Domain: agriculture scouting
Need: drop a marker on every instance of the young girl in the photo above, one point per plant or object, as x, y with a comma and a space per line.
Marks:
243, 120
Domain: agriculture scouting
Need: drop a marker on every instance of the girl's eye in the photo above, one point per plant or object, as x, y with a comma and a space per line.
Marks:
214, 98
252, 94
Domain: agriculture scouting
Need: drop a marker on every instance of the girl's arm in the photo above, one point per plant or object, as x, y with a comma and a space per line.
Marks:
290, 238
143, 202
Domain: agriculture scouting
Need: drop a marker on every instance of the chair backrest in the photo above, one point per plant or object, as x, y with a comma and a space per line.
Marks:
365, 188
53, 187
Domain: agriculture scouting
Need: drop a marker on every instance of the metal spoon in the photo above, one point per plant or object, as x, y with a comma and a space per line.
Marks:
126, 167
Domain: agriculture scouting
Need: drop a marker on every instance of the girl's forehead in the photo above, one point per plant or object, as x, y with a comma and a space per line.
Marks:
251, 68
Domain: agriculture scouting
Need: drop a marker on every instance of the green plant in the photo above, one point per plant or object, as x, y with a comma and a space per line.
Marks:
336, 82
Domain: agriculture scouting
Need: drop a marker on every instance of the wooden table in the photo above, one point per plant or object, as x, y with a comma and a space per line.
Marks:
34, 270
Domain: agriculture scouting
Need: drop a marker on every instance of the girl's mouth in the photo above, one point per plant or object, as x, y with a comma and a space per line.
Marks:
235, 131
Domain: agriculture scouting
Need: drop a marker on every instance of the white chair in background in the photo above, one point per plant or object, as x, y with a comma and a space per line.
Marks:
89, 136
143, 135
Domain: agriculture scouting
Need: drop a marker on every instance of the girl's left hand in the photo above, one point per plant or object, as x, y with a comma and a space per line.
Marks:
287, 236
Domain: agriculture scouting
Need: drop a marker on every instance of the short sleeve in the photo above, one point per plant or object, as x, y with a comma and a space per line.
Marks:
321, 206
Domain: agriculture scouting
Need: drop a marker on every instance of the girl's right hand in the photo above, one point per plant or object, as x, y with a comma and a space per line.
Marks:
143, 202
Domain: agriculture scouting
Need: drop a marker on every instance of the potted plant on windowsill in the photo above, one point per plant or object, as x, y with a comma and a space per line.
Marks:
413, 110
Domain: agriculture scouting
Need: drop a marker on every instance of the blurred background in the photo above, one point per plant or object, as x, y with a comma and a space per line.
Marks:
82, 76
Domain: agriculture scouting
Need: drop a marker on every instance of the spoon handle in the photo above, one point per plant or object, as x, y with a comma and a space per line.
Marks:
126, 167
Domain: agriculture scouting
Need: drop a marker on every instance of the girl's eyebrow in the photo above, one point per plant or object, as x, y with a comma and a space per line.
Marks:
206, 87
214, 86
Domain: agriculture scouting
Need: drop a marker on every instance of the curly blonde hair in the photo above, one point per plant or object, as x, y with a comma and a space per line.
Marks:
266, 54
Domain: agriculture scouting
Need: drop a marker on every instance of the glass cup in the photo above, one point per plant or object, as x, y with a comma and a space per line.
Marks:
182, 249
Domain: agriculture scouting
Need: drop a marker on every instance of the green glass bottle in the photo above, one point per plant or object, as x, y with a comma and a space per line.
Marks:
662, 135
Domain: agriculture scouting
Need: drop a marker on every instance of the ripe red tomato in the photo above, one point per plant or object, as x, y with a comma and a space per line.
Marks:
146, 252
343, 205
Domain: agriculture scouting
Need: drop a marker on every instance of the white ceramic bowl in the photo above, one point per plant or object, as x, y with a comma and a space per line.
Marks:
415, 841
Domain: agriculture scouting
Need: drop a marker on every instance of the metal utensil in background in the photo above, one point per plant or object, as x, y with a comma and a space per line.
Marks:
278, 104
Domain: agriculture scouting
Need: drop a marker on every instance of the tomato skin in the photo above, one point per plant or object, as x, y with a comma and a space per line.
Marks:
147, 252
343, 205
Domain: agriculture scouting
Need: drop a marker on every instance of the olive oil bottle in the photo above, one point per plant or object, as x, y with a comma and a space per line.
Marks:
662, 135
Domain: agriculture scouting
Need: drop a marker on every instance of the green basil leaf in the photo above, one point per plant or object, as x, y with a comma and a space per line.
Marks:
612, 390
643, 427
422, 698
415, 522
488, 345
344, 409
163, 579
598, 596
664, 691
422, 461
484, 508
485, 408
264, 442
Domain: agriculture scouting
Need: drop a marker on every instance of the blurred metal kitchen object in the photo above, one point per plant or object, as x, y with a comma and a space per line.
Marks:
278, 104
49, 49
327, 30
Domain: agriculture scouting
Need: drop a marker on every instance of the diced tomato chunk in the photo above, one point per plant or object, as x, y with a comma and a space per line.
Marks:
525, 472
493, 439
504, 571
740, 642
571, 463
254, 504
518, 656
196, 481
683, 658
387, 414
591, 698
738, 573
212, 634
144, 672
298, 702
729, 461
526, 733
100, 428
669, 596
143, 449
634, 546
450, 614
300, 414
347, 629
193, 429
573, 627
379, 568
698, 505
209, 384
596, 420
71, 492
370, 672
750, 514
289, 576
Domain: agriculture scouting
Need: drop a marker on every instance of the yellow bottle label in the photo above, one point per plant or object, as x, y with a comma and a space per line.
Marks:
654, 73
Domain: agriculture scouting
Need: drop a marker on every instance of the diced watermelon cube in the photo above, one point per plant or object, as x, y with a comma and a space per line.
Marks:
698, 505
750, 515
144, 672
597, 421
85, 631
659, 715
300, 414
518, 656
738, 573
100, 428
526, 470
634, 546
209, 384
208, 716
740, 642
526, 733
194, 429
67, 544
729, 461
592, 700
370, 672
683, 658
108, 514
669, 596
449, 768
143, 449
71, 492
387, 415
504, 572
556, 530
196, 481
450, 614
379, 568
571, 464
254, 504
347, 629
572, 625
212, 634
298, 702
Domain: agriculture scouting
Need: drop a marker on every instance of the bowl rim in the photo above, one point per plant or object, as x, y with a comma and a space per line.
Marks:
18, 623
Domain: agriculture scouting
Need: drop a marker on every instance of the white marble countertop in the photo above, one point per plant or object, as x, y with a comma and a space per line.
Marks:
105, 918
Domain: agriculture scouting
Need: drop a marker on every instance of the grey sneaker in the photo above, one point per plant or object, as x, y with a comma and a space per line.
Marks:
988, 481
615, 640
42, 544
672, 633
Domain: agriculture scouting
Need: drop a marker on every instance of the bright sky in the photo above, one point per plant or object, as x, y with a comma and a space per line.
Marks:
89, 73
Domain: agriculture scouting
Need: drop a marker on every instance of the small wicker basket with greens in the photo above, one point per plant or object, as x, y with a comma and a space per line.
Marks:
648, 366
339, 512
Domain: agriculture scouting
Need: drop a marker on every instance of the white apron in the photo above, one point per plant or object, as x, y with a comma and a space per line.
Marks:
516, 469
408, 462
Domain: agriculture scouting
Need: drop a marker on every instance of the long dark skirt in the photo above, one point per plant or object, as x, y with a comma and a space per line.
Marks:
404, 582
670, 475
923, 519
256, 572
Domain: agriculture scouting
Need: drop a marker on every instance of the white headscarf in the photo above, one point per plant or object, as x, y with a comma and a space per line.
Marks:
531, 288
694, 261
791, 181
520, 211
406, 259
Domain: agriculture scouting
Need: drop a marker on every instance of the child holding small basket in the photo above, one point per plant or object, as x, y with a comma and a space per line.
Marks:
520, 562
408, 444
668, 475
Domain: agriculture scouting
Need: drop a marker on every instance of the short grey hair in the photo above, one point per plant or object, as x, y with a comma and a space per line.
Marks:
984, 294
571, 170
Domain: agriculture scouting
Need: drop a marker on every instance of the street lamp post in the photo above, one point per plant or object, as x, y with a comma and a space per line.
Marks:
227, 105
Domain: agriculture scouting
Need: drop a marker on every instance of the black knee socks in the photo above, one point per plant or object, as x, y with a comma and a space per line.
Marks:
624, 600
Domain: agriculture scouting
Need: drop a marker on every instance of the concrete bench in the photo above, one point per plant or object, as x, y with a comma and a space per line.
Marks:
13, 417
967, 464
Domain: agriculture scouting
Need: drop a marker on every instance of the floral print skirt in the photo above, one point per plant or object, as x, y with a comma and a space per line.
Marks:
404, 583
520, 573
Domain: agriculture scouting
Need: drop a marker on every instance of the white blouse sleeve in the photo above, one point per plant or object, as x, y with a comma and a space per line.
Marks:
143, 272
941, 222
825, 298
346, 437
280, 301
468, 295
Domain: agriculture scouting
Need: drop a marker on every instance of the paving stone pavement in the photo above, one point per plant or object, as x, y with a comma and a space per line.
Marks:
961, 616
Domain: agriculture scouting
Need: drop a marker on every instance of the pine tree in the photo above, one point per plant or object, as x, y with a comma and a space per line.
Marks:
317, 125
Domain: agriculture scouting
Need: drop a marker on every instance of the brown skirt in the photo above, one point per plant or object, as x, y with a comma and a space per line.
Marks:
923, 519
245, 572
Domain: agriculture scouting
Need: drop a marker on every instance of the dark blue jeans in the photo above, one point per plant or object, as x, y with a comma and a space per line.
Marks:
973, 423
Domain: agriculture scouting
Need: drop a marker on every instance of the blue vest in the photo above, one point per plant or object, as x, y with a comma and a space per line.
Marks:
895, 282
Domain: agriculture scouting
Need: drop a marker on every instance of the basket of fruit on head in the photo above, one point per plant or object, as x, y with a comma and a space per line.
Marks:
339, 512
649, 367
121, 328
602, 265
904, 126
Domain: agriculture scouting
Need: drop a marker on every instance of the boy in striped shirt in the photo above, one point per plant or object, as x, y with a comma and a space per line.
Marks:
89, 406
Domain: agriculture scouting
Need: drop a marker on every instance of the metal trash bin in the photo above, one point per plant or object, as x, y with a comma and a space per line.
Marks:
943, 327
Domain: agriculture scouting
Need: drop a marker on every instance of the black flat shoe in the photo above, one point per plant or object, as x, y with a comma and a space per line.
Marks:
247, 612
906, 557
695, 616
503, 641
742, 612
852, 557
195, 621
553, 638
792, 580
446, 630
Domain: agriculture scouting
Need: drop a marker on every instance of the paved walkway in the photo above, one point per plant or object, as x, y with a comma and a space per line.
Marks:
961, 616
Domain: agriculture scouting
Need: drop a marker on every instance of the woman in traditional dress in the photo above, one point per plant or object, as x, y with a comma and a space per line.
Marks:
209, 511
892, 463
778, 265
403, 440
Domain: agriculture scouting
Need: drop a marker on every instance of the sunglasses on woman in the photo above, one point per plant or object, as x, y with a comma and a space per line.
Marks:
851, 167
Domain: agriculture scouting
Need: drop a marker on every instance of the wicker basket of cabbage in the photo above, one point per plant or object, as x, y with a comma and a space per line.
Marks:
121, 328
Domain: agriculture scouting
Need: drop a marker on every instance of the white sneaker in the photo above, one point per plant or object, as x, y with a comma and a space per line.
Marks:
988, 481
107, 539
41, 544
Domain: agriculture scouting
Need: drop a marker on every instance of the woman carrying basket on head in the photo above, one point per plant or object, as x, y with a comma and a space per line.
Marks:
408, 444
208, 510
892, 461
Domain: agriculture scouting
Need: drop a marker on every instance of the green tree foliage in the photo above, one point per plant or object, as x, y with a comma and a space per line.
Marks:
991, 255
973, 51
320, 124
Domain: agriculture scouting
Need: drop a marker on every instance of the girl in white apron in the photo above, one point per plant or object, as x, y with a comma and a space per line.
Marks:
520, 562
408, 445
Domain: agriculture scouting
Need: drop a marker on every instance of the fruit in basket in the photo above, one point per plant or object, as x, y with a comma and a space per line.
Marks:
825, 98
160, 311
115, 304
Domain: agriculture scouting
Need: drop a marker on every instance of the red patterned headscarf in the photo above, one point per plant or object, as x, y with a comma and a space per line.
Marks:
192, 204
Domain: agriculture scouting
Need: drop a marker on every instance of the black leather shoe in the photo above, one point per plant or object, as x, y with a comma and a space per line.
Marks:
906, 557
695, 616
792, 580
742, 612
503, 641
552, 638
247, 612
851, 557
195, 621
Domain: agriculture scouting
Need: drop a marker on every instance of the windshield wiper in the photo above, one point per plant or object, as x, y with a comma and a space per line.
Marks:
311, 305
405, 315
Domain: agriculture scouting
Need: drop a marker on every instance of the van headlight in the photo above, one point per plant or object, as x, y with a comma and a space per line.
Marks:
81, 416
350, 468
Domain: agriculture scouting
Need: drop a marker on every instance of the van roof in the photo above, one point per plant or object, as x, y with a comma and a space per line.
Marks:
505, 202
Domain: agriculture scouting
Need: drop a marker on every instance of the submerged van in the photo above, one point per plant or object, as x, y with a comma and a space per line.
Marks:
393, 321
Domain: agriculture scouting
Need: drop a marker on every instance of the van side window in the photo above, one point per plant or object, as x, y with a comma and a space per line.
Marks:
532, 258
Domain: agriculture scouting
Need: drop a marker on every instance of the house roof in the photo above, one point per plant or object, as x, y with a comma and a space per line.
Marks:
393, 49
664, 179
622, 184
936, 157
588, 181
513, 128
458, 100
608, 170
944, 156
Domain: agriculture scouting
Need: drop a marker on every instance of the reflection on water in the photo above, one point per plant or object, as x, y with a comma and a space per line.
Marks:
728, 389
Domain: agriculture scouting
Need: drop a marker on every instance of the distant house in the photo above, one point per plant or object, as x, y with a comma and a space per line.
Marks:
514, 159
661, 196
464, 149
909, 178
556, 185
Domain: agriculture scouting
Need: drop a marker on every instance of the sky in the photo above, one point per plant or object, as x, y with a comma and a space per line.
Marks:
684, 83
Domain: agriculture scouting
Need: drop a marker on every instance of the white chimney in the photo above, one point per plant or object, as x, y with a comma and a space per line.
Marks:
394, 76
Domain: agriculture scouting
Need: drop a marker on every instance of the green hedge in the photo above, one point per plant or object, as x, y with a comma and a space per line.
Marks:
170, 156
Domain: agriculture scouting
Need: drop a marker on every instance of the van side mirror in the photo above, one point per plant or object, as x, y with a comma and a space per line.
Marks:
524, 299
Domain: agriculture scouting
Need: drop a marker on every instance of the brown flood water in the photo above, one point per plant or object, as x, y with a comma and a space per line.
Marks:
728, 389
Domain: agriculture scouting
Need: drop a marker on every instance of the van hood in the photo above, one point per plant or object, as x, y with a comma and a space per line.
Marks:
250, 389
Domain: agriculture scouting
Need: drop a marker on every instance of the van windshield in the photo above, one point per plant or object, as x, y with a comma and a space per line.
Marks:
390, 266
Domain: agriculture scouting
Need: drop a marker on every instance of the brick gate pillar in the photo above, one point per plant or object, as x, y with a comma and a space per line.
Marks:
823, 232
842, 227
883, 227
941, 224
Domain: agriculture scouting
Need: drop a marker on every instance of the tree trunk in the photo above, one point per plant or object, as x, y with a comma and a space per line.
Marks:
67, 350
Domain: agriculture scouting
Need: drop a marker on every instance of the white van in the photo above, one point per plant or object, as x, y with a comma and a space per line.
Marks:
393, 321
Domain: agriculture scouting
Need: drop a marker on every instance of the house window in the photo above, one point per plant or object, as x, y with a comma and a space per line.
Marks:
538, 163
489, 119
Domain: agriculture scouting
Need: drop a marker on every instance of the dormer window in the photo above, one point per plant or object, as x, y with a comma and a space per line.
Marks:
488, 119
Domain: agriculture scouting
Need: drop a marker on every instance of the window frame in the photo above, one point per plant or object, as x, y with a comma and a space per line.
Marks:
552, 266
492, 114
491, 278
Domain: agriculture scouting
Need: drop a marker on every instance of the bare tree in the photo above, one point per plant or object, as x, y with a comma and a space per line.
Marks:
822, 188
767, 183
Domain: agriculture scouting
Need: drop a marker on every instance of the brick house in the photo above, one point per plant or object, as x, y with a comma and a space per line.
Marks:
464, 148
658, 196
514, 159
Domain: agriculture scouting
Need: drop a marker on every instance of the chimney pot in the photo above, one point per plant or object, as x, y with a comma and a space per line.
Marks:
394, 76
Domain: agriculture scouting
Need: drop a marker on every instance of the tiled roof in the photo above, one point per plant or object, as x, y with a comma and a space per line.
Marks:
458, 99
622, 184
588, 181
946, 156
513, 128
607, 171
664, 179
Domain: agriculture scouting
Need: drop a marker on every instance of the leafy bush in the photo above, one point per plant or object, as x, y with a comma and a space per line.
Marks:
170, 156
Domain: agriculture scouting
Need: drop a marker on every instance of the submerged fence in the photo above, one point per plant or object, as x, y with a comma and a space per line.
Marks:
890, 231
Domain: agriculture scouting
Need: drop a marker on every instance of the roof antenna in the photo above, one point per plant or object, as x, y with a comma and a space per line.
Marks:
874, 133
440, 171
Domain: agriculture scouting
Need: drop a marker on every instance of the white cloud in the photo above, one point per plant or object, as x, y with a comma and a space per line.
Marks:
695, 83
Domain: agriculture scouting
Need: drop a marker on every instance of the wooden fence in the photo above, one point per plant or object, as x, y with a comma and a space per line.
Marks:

• • •

## TASK STATEMENT
Please tally how many lines of the listing above contain the string "black" with matching case, and give only that number.

## RESULT OF THIS EXERCISE
3